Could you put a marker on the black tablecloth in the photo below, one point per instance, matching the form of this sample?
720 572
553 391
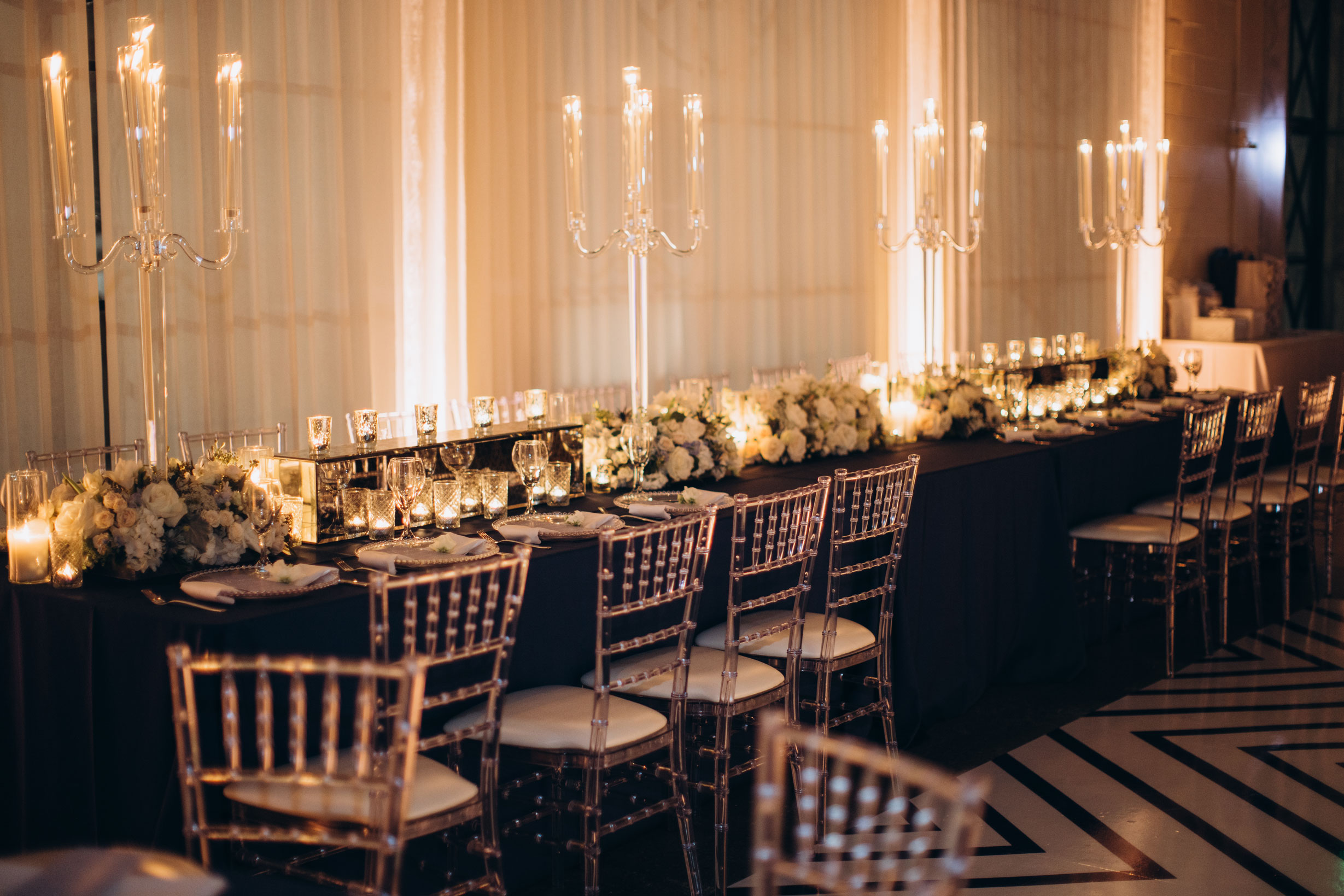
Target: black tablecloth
86 747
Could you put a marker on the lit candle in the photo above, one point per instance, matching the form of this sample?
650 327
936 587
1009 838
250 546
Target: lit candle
694 112
30 553
574 162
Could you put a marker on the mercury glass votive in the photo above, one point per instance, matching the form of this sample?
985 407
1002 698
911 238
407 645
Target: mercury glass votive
355 511
382 515
448 500
603 475
66 562
366 426
557 484
483 412
494 495
534 406
426 419
319 434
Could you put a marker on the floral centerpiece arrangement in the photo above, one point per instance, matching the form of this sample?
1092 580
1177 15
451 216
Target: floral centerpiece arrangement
953 409
804 417
135 516
693 441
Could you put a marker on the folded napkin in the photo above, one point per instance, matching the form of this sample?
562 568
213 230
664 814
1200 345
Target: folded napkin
217 592
650 511
524 534
459 544
585 520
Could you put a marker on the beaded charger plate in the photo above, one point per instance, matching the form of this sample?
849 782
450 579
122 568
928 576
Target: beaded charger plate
416 553
553 526
668 500
248 585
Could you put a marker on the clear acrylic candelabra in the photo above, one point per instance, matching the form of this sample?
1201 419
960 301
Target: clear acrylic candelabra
931 187
636 236
1123 226
150 243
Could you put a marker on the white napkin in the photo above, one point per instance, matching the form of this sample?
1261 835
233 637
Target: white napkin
457 544
650 511
217 592
524 534
586 520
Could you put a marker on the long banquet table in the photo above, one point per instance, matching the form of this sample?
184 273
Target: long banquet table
86 747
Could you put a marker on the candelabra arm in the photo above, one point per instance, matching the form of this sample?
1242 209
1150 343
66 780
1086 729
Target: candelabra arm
201 260
592 253
107 260
667 241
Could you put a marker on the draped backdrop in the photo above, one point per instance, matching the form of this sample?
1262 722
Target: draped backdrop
405 207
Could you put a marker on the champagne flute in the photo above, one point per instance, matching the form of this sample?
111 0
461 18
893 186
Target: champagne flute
530 457
262 504
638 440
406 479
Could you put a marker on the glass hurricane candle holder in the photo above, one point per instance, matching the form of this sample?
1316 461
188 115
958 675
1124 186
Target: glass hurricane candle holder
483 412
426 421
382 513
534 406
557 484
603 475
366 426
448 501
494 495
355 511
66 562
319 434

□ □ □ □ □

What the task asks: Give back the material word for word and drop the pictures it holds.

Output:
Could you put a marker on the black tablecloth in the photo below, one point per instance, matching the form of this sample?
720 572
553 391
Target: black tablecloth
86 747
Could you put a marker on the lit candle in the photo above, one point per instance, matching the form of this sample?
650 327
936 587
1009 838
250 546
Target: lit candle
694 112
30 553
574 162
Could you put a marker on the mercury glass votive in the photo above, one point per instance, matching the form of this sample?
985 407
1002 698
911 238
407 645
Target: mercury glass votive
355 511
382 515
448 500
603 475
66 562
366 426
557 484
483 412
494 495
534 406
426 419
319 434
Could you put a marker on the floral centerpiece arrangement in the photo above, one point per instance, matching the form of this sample?
1092 580
1177 15
451 216
Target: floral centerpiece arrangement
953 409
804 417
135 516
693 441
Could you put a marker on the folded napkin in the photo above, one point per instance, matching the form of this sample?
562 568
213 230
664 814
1200 345
Target: folded napkin
217 592
650 511
524 534
459 544
585 520
Could you put a marker on the beaded charger plate in the photo above, one point per instance, matching the form of this sample?
849 782
450 579
122 568
928 576
Target: beaded charger plate
416 553
553 526
668 500
248 585
Could you put a marker on the clear acrylic candelabra in the photo above, one point per instance, matching the form of this sample?
1201 419
960 301
Target: clear acrylic candelabra
931 187
636 236
1123 226
150 243
Could you put a marker on the white napkin in the photo above, one point per instance, matching the form of this sample?
1261 835
233 637
Target: white napkin
457 544
650 511
217 592
524 534
586 520
Could you put a marker on the long banquet table in the photo above, one point per instance, matching the form of this sample?
184 273
Target: long banquet table
86 747
Could you put a marker on the candelabra arm in the photo above, one point per instance, matching the form of this sample?
1242 209
1150 343
66 780
1086 729
Target: candelabra arm
201 260
592 253
107 260
667 241
Could you put a marker on the draped backdrop in the photo above, one point per instance, matching the form of this sample?
1262 722
Target: draped backdrop
405 207
Could you put a marker on the champagne flute in the photo above, one point per instance, matching the form of this sample?
111 0
461 18
893 186
Target: champagne flute
530 457
262 504
638 440
406 479
Could you put a marker on the glass hurricane candle holder in the photo above, one point per instance, matching the form of this sample?
1316 461
188 115
958 675
1124 186
Target: glass hurricane candle holder
483 412
426 421
382 513
534 406
557 484
603 475
366 426
448 501
494 495
355 511
66 562
319 434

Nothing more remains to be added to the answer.